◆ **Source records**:
****************************************
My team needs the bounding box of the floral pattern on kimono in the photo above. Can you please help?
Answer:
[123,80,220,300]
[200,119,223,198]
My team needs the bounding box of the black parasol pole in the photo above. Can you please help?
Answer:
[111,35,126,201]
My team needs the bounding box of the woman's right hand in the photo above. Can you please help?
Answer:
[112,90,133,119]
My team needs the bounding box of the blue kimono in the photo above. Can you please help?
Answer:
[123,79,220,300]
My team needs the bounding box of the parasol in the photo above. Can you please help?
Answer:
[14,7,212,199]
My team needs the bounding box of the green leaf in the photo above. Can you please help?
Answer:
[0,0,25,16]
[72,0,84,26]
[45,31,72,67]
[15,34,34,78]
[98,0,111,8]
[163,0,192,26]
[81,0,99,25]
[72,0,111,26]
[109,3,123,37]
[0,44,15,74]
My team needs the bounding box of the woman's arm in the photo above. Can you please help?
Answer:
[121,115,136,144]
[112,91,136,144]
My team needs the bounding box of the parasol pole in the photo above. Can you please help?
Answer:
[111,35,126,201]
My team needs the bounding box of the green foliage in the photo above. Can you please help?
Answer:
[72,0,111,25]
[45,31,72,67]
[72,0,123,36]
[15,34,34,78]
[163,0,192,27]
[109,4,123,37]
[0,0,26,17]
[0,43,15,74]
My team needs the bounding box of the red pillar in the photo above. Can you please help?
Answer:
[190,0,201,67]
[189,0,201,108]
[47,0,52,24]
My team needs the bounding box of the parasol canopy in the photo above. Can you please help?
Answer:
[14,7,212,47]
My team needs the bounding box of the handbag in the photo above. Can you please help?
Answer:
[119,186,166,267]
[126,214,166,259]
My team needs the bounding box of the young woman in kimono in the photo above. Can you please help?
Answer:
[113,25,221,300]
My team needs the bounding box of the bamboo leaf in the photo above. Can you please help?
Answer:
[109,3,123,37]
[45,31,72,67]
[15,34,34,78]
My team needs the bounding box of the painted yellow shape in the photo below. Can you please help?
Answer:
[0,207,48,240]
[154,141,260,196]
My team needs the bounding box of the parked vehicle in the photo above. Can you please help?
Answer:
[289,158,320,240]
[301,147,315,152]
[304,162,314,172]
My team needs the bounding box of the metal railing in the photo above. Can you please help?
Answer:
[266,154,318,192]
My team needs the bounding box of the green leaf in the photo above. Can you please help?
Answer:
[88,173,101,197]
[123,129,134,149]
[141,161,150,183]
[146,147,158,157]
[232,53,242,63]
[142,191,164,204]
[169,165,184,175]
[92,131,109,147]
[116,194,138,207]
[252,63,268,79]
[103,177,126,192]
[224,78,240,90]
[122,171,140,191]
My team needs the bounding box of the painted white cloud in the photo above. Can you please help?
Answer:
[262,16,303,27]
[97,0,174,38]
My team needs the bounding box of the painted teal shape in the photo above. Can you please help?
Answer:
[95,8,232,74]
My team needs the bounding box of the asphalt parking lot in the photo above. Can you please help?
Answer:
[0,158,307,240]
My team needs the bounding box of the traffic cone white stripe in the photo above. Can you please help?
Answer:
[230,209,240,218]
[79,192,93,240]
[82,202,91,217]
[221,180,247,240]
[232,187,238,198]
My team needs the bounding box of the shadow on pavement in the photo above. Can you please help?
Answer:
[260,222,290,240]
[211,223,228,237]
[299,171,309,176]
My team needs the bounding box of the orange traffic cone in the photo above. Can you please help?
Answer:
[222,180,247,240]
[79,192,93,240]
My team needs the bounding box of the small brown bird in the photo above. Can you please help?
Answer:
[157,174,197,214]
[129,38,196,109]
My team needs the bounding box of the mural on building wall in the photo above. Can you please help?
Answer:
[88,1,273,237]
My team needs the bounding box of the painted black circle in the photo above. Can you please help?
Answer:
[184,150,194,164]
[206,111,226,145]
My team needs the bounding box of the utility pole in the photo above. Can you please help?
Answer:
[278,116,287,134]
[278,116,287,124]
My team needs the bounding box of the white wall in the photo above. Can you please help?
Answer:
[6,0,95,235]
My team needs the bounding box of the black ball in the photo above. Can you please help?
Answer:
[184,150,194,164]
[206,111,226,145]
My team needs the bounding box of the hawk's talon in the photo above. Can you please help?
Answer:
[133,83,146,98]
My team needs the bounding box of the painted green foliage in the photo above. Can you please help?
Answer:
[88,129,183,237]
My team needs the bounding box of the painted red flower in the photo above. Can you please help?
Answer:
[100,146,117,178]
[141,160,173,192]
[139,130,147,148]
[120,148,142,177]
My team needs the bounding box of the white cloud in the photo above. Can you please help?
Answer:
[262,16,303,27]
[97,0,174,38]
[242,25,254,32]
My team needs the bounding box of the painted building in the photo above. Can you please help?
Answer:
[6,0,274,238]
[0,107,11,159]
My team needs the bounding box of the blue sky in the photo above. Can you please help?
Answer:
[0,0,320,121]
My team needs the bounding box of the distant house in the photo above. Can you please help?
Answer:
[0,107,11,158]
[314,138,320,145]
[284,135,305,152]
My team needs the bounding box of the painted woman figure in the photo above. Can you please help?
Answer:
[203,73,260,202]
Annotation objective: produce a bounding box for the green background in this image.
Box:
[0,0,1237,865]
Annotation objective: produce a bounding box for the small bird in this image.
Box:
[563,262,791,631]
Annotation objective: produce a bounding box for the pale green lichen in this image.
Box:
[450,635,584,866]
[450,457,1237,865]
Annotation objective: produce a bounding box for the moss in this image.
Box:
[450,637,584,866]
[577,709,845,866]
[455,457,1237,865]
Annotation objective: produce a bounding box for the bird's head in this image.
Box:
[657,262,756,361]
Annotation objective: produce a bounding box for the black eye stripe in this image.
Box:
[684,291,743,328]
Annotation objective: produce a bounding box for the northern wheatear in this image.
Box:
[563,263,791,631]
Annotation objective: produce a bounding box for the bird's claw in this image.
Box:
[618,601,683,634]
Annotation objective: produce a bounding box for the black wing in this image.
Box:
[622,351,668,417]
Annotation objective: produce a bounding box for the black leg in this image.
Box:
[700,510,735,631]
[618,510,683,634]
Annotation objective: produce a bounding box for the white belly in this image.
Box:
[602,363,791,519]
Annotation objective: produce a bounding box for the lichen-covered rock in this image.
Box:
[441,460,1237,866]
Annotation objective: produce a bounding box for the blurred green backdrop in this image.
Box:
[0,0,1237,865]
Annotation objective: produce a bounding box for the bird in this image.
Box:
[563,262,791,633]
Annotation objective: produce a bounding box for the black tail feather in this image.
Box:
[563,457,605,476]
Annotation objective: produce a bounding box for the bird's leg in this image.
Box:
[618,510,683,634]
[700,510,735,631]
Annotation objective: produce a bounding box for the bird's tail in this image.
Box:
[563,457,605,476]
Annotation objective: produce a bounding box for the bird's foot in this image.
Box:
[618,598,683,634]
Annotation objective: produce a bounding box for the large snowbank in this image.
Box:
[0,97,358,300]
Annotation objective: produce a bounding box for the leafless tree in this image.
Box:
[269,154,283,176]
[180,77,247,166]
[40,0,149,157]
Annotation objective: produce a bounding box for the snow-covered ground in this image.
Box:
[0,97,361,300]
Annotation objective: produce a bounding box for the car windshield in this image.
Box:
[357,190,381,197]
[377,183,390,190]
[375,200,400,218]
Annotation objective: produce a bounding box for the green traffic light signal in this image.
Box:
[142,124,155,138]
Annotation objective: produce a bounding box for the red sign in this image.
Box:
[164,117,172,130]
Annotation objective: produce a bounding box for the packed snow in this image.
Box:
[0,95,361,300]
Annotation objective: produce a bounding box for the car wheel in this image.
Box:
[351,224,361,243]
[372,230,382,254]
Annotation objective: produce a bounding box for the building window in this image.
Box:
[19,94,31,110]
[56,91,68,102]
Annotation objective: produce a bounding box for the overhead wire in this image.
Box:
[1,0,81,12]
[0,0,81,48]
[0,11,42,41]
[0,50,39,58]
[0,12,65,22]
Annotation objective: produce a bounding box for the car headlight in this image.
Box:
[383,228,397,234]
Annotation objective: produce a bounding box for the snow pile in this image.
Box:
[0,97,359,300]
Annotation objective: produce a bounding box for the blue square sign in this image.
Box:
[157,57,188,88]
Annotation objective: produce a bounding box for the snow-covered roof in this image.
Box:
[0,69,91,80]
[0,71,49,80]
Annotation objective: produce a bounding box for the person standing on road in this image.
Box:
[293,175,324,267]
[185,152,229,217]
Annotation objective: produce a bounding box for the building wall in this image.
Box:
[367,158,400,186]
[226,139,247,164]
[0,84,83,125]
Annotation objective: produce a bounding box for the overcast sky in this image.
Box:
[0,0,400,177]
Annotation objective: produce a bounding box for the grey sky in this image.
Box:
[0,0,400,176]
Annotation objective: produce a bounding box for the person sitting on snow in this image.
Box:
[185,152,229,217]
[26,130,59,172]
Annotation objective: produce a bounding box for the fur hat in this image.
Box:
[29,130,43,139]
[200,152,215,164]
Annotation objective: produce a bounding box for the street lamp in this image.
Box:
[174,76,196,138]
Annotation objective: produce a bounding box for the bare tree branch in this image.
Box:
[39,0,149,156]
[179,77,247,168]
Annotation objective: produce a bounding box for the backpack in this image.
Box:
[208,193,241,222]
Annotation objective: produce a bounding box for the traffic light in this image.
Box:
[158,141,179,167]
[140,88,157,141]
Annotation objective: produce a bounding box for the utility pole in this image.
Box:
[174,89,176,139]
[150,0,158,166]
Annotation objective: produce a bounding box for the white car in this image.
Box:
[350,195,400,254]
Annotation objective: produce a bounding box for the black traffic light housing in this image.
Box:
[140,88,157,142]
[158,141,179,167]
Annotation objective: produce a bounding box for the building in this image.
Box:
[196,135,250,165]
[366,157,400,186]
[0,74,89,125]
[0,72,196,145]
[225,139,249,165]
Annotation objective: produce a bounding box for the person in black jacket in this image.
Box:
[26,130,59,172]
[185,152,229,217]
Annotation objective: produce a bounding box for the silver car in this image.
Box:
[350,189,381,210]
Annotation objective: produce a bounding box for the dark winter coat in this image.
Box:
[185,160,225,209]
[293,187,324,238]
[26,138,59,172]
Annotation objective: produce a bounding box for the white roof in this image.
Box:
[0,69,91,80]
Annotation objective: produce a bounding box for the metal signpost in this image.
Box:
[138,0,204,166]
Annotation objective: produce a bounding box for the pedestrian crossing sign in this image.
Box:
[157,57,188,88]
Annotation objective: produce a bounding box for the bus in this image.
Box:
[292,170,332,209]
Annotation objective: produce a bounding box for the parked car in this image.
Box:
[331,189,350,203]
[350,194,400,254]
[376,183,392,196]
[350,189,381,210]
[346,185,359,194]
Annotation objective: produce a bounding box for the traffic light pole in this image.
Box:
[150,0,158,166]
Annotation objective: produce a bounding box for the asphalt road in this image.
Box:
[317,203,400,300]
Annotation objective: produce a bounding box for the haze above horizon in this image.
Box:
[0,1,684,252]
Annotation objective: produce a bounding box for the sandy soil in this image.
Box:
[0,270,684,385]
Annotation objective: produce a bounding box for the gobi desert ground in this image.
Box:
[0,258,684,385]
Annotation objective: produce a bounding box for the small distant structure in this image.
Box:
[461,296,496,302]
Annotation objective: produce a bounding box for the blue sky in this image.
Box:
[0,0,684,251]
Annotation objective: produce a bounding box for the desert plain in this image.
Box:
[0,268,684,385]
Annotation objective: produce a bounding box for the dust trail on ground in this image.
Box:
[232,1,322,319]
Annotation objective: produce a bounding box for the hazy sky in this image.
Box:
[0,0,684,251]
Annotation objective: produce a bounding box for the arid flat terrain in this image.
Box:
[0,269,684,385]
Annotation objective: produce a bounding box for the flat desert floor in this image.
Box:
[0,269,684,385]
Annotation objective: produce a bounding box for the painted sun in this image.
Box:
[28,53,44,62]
****************************************
◆ **EXERCISE DETAILS**:
Output, exactly as they appear, the lines starting with the one containing "wall in this image." and ending with the one containing "[0,0,400,177]", both included.

◆ **FINAL ANSWER**:
Annotation objective: produce a bounding box for the building wall in this image.
Box:
[367,158,400,186]
[226,139,247,164]
[0,84,83,125]
Annotation objective: produce a bounding box for the overcast sky in this image.
Box:
[0,0,400,177]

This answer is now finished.